Stored records:

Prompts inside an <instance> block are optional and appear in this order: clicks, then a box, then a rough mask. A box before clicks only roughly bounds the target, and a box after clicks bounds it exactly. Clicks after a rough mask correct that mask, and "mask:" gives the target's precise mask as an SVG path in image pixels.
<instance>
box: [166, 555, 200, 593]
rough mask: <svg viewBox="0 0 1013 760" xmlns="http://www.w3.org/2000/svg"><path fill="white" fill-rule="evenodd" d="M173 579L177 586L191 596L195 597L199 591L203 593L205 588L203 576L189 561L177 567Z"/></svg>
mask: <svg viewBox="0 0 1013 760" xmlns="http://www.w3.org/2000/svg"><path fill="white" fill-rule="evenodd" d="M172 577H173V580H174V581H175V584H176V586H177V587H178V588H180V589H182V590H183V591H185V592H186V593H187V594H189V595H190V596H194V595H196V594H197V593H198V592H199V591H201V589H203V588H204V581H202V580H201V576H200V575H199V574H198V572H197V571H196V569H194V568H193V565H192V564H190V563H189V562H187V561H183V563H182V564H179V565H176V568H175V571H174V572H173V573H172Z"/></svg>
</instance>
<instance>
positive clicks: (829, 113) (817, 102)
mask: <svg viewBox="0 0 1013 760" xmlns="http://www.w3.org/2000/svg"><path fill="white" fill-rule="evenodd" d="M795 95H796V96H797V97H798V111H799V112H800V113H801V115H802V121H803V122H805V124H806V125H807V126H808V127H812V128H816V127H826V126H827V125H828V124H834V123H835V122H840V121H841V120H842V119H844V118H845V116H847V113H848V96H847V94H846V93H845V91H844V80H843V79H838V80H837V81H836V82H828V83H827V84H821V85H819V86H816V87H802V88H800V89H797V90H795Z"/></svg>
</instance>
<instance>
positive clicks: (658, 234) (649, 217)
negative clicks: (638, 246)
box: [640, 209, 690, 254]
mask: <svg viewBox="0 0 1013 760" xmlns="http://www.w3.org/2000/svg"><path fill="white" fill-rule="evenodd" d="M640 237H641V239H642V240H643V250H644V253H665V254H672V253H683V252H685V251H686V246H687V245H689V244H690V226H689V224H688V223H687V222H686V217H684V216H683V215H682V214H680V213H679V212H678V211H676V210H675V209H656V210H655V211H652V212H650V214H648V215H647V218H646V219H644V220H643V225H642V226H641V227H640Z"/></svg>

■ Work item: With the entries above as the source, set down exactly the lines from the one holding "positive clicks: (829, 113) (817, 102)" through the last line, both ends included.

■ Task solution:
positive clicks: (829, 113) (817, 102)
mask: <svg viewBox="0 0 1013 760" xmlns="http://www.w3.org/2000/svg"><path fill="white" fill-rule="evenodd" d="M795 95H796V96H797V97H798V111H799V112H800V113H801V115H802V121H803V122H805V124H806V125H807V126H808V127H812V128H816V127H826V126H827V125H828V124H834V123H835V122H840V121H841V120H842V119H844V118H845V116H847V113H848V96H847V94H846V93H845V91H844V80H843V79H838V80H837V81H836V82H828V83H827V84H821V85H819V86H816V87H802V88H800V89H797V90H795Z"/></svg>
</instance>
<instance>
positive clicks: (658, 234) (649, 217)
negative clicks: (638, 246)
box: [640, 209, 690, 254]
mask: <svg viewBox="0 0 1013 760" xmlns="http://www.w3.org/2000/svg"><path fill="white" fill-rule="evenodd" d="M640 237H641V239H642V240H643V250H644V253H665V254H672V253H683V252H685V251H686V246H687V245H689V244H690V226H689V224H688V223H687V222H686V217H684V216H683V215H682V214H680V213H679V212H678V211H676V210H675V209H656V210H655V211H652V212H650V214H648V215H647V218H646V219H644V220H643V225H642V226H641V227H640Z"/></svg>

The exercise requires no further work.